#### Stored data
————
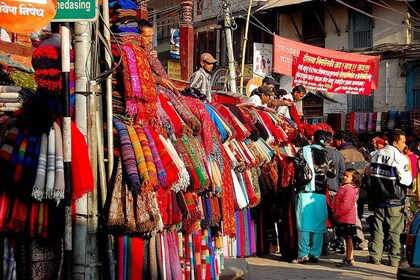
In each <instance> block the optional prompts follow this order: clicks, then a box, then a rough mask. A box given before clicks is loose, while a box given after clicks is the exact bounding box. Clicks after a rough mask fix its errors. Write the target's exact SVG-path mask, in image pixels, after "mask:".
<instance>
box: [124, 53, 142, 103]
mask: <svg viewBox="0 0 420 280" xmlns="http://www.w3.org/2000/svg"><path fill="white" fill-rule="evenodd" d="M121 48H122V49H123V50H124V51H125V54H126V55H127V58H128V70H129V72H130V81H131V89H132V95H133V96H134V97H138V98H141V84H140V79H139V74H138V71H137V65H136V55H135V54H134V51H133V50H132V49H131V48H130V47H129V46H127V45H124V46H121Z"/></svg>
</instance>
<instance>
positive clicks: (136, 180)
mask: <svg viewBox="0 0 420 280" xmlns="http://www.w3.org/2000/svg"><path fill="white" fill-rule="evenodd" d="M114 125H115V127H116V128H117V131H118V135H119V137H120V147H121V156H122V158H123V165H124V169H125V171H126V174H127V177H128V184H129V187H130V189H131V190H133V191H134V192H135V193H139V192H140V189H141V183H140V179H139V174H138V171H137V165H136V159H135V154H134V150H133V146H132V145H131V141H130V137H129V136H128V131H127V127H126V126H125V125H124V123H122V122H121V121H120V120H119V119H118V118H115V117H114Z"/></svg>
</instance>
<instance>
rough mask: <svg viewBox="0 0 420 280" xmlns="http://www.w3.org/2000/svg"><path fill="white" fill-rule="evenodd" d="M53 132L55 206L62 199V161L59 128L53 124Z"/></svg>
mask: <svg viewBox="0 0 420 280" xmlns="http://www.w3.org/2000/svg"><path fill="white" fill-rule="evenodd" d="M53 126H54V131H55V133H54V134H55V182H54V193H53V199H54V200H56V202H57V205H58V203H59V202H60V200H61V199H63V198H64V160H63V137H62V134H61V128H60V126H59V125H58V124H57V123H56V122H54V125H53Z"/></svg>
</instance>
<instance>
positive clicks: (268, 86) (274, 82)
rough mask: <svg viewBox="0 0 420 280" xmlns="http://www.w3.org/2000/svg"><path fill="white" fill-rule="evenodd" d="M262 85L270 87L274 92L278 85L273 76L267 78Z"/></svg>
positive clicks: (263, 80)
mask: <svg viewBox="0 0 420 280" xmlns="http://www.w3.org/2000/svg"><path fill="white" fill-rule="evenodd" d="M262 83H263V84H262V85H263V86H266V87H269V88H270V89H271V90H272V91H273V92H274V88H275V87H276V84H277V82H276V80H275V79H274V78H273V77H271V76H265V77H264V79H263V81H262Z"/></svg>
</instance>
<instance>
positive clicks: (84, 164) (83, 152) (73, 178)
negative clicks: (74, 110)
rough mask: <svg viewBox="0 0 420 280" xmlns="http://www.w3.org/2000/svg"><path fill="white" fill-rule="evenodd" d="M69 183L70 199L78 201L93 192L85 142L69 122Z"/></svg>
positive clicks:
————
#### TO-DO ITEM
Please rewrite all of the material above with every "rough mask" changed to "coarse mask" and nothing else altered. Leave out the pictures.

#### SOLUTION TO THE PROBLEM
In each <instance> block the optional prompts follow this order: clicks, then a box, then a coarse mask. A box given before clicks is loose, while a box given after clicks is the exact bounding box. Clicks after a coarse mask fix its errors. Write the target's exact SVG-path mask, in image pixels, after "mask:".
<instance>
box: [124, 53, 142, 103]
mask: <svg viewBox="0 0 420 280" xmlns="http://www.w3.org/2000/svg"><path fill="white" fill-rule="evenodd" d="M121 48H122V49H123V50H124V51H125V54H126V55H127V58H128V70H129V72H130V81H131V89H132V95H133V96H134V97H138V98H141V84H140V79H139V74H138V71H137V65H136V55H135V54H134V51H133V50H132V49H131V48H130V47H129V46H127V45H124V46H121Z"/></svg>
</instance>
<instance>
positive clicks: (136, 180)
mask: <svg viewBox="0 0 420 280" xmlns="http://www.w3.org/2000/svg"><path fill="white" fill-rule="evenodd" d="M114 125H115V127H116V128H117V131H118V135H119V137H120V147H121V156H122V158H123V165H124V169H125V171H126V174H127V177H128V184H129V187H130V189H131V190H133V191H134V192H135V193H139V192H140V189H141V183H140V179H139V174H138V171H137V165H136V159H135V154H134V150H133V146H132V145H131V141H130V137H129V136H128V131H127V127H126V126H125V125H124V123H122V122H121V121H120V120H119V119H118V118H115V117H114Z"/></svg>
</instance>
<instance>
coarse mask: <svg viewBox="0 0 420 280" xmlns="http://www.w3.org/2000/svg"><path fill="white" fill-rule="evenodd" d="M53 132L55 206L62 199V161L59 128L53 124Z"/></svg>
mask: <svg viewBox="0 0 420 280" xmlns="http://www.w3.org/2000/svg"><path fill="white" fill-rule="evenodd" d="M53 126H54V131H55V133H54V134H55V182H54V193H53V199H54V200H56V202H57V205H58V203H59V202H60V200H61V199H63V198H64V160H63V137H62V134H61V128H60V126H59V125H58V124H57V123H56V122H54V125H53Z"/></svg>
</instance>
<instance>
positive clicks: (268, 86) (274, 82)
coarse mask: <svg viewBox="0 0 420 280" xmlns="http://www.w3.org/2000/svg"><path fill="white" fill-rule="evenodd" d="M262 85L270 87L274 92L278 85L273 76L267 78Z"/></svg>
positive clicks: (263, 80)
mask: <svg viewBox="0 0 420 280" xmlns="http://www.w3.org/2000/svg"><path fill="white" fill-rule="evenodd" d="M262 83H263V84H262V85H263V86H266V87H269V88H270V89H271V90H272V91H273V92H274V88H275V87H276V84H277V82H276V80H275V79H274V78H273V77H271V76H265V77H264V79H263V81H262Z"/></svg>
</instance>
<instance>
positive clicks: (84, 164) (83, 152) (73, 178)
negative clicks: (74, 110)
coarse mask: <svg viewBox="0 0 420 280" xmlns="http://www.w3.org/2000/svg"><path fill="white" fill-rule="evenodd" d="M69 183L70 199L78 201L93 192L85 142L69 122Z"/></svg>
positive clicks:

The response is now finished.